Given problem 1:
In the entries, return the lines from the one containing "# point at: eroded" through the one containing "(1195, 262)", unchanged and with both end lines included.

I'm having a frustrating time attempting to set up a test environment with Index Clustering and I've reached a tipping point! I've searched online for answers but I'm not finding anything substantial that's been able to fix my problem. The VM network that I set up has one Deployment Server (DS), a Master Node (MN), a Search Head (SH), 3 Indexers, and 2 Forwarders. I set the Replication Factor to 3, and the Search Factor to 2. I followed the following steps to set up the network and create the index cluster:
Created VMs, installed Splunk on each box, pinged entire network to ensure connectivity between every VM.
On the DS I configured some Apps, created some server classes, and organized the forwarders all nice and neat-like.
On the MN I enabled indexer clustering via UI and set everything to default values and created a simple password for the cluster.
I enabled each indexer as a peer node and connected them to the MN via UI - I received an error saying they couldn't communicate with the MN or the Replication Factor hadn't been met yet.
Finally, I enabled the SH via UI.
This is where I'm running into some problems. I haven't begun sending data from my forwarders yet but the _audit and _internal aren't being replicated fully, there's only one replicated and searchable copy between all three. I've waited for over an hour while I worked on other projects but the replication has stayed the same. There's a few buckets that were replicated to other indexers but after a brief period of time they stopped, so 4/10 buckets would become 5/11, then 6/12, etc...

Given problem 2:
Can you retype the index clustering post from "On the DS I" to "for the cluster." word for word?

Supplied information:
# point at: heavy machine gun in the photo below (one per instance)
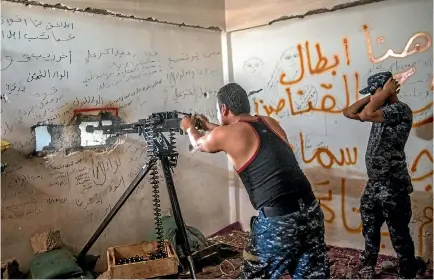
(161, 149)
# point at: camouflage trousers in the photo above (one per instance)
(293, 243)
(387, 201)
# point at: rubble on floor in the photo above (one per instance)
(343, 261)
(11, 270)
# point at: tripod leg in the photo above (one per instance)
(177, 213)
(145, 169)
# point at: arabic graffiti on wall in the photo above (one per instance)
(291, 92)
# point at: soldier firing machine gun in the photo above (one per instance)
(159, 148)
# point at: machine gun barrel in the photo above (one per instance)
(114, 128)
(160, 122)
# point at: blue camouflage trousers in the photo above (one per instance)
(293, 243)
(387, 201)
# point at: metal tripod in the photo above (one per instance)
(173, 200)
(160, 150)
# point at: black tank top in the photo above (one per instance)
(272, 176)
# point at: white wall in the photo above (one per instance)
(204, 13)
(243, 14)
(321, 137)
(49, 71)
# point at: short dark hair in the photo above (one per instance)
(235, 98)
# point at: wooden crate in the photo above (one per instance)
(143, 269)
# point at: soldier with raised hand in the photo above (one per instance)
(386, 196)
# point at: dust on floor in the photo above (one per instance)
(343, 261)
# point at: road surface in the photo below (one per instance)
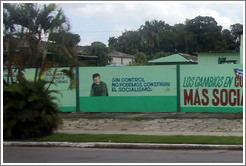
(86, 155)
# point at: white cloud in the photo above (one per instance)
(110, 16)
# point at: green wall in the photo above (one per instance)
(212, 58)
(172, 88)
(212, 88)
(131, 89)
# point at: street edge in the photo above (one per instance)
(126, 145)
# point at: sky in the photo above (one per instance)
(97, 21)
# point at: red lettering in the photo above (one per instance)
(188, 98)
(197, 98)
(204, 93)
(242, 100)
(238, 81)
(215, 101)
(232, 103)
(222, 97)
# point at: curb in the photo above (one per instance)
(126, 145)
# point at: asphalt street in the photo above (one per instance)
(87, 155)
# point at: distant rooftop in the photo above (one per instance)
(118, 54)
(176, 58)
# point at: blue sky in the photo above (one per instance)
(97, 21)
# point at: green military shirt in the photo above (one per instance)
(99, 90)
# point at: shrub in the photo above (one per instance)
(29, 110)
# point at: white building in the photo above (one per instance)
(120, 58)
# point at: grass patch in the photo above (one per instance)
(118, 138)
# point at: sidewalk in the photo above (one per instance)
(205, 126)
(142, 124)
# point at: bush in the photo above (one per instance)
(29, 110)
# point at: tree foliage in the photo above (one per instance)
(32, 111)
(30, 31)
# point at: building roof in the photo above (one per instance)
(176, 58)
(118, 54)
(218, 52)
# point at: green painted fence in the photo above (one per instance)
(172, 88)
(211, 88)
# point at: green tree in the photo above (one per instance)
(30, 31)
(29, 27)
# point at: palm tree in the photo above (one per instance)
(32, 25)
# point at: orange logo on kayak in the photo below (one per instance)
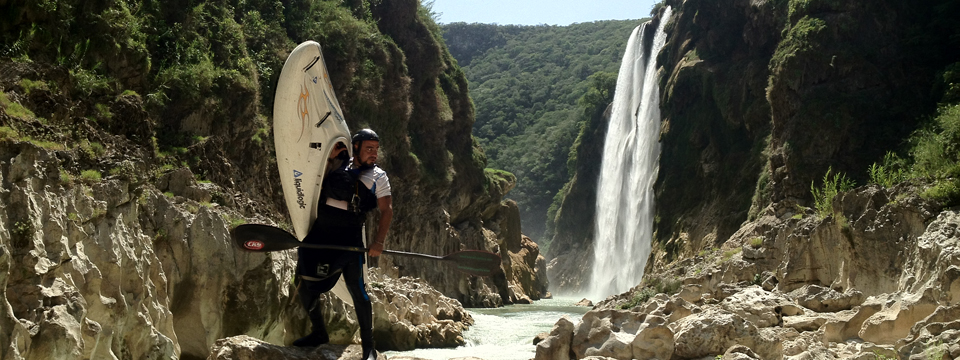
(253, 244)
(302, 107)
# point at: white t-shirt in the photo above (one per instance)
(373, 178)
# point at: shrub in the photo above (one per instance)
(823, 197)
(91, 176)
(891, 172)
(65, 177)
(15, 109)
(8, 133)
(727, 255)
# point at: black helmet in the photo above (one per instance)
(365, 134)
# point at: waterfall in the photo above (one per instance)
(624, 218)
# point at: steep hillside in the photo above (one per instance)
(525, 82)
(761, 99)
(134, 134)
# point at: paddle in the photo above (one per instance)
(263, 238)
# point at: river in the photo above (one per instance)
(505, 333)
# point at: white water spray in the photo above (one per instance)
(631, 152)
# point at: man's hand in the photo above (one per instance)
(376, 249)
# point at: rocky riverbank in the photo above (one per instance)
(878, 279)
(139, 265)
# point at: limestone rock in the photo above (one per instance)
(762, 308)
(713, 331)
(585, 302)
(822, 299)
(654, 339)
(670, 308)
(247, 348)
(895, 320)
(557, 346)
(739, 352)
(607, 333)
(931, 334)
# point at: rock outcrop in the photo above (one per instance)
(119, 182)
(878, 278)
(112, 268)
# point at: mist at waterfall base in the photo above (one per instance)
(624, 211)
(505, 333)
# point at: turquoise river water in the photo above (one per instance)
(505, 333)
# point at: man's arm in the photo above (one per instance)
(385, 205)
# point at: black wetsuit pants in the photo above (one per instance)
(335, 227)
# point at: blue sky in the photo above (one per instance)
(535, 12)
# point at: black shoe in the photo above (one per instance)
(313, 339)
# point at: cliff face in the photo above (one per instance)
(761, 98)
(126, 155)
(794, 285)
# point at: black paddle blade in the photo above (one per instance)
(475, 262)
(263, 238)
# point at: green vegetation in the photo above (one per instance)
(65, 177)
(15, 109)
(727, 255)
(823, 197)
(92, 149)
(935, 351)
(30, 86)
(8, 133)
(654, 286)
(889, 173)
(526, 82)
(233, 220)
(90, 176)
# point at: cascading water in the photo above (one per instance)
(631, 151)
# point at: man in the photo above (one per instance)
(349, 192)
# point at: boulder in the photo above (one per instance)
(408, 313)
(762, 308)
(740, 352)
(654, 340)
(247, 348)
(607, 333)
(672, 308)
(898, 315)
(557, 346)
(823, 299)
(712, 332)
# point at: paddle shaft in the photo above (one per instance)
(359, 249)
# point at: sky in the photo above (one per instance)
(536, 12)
...
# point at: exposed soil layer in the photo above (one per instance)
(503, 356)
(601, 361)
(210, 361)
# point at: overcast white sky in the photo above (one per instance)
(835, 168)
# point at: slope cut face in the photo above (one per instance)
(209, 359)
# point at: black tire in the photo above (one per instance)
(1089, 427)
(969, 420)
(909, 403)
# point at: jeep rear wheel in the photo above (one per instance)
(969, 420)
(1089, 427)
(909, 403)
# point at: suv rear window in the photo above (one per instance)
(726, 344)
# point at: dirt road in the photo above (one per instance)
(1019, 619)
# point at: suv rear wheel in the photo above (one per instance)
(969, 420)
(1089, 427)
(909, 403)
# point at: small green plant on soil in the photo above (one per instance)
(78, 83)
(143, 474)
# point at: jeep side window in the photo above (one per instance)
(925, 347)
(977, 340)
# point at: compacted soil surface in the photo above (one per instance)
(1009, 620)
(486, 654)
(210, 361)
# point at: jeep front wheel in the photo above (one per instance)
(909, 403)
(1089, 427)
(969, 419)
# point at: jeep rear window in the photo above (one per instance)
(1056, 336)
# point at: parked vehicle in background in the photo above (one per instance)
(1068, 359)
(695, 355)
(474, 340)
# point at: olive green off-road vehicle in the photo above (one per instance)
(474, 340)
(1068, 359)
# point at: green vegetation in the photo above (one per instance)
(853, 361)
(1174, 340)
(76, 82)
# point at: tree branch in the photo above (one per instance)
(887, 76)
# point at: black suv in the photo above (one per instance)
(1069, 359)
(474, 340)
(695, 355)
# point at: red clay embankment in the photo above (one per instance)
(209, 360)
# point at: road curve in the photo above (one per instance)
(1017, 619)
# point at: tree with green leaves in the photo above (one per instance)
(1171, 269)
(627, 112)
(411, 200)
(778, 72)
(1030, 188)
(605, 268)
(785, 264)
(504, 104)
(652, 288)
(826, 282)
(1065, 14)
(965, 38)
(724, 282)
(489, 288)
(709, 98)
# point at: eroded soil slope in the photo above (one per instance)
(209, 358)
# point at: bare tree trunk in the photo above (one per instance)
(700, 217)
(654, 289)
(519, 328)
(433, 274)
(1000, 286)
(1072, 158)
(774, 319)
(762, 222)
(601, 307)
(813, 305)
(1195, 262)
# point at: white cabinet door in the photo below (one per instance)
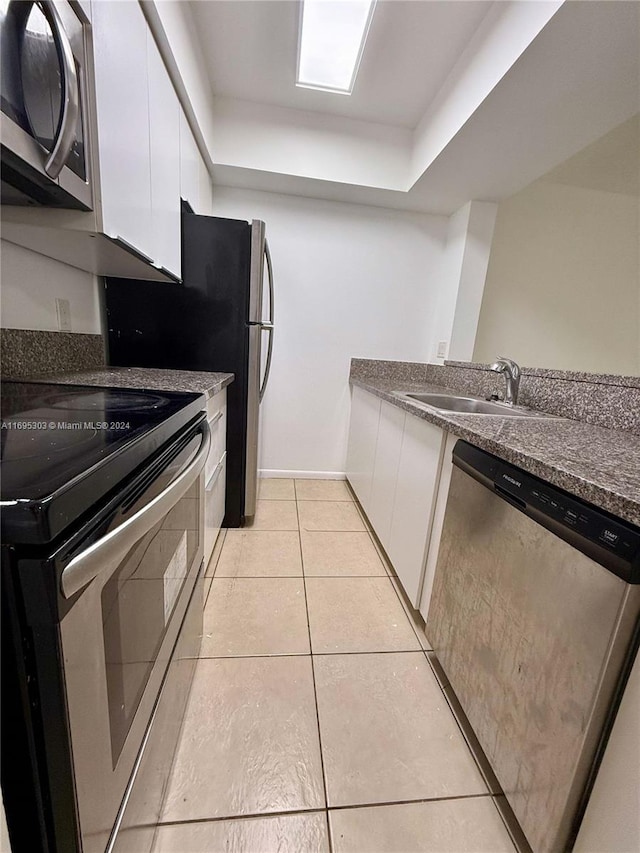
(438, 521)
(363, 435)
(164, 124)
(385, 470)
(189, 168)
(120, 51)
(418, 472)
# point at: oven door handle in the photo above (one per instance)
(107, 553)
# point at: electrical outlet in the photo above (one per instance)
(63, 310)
* * *
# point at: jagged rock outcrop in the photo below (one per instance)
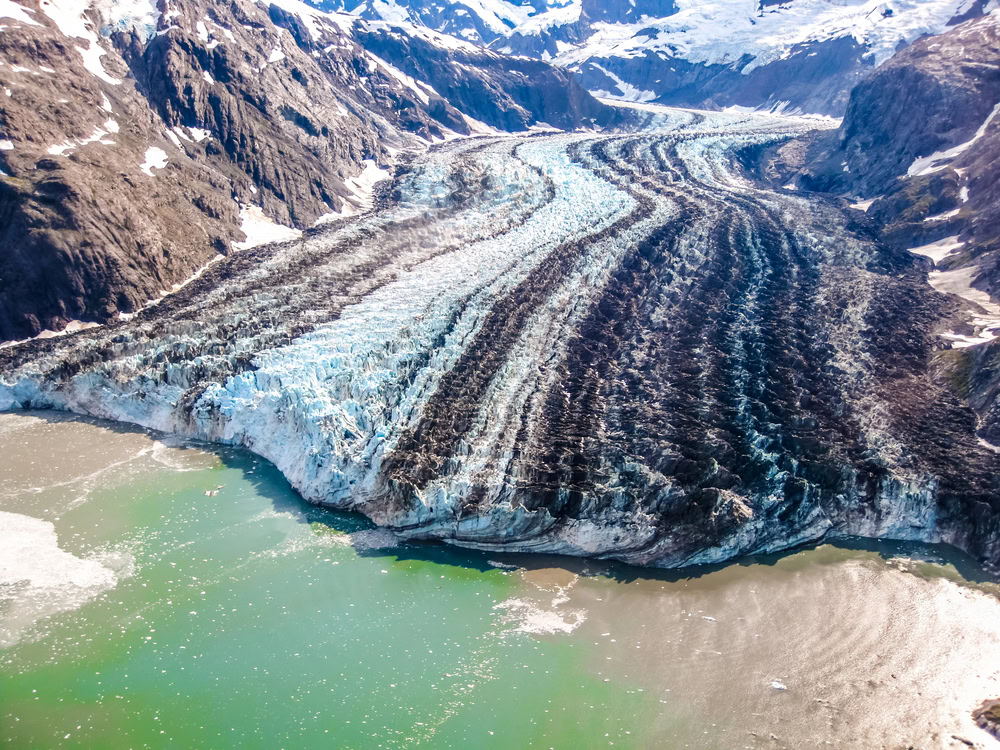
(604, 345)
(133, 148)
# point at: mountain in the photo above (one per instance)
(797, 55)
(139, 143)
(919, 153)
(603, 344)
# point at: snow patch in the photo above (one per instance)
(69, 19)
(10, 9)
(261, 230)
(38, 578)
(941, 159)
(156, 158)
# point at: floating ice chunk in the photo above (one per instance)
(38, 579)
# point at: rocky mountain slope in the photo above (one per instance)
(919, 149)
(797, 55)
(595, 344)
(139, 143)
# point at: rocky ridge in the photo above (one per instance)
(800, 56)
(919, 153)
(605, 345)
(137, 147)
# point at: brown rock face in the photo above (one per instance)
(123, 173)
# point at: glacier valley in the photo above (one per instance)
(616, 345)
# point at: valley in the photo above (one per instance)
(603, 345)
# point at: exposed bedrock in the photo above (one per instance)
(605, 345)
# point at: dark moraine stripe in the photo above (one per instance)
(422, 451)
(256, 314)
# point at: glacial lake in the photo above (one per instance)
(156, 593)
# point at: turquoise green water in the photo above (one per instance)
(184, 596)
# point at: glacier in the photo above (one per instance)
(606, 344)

Full response 1:
# point at: eroded soil slope in the photo above (one per instance)
(209, 358)
# point at: bare tree trunk in the photo above (one per instance)
(700, 217)
(654, 289)
(519, 328)
(433, 274)
(1000, 286)
(1072, 158)
(774, 319)
(762, 222)
(601, 307)
(813, 305)
(1195, 262)

Full response 2:
On the DS I configured some Apps, created some server classes, and organized the forwarders all nice and neat-like.
On the MN I enabled indexer clustering via UI and set everything to default values and created a simple password for the cluster.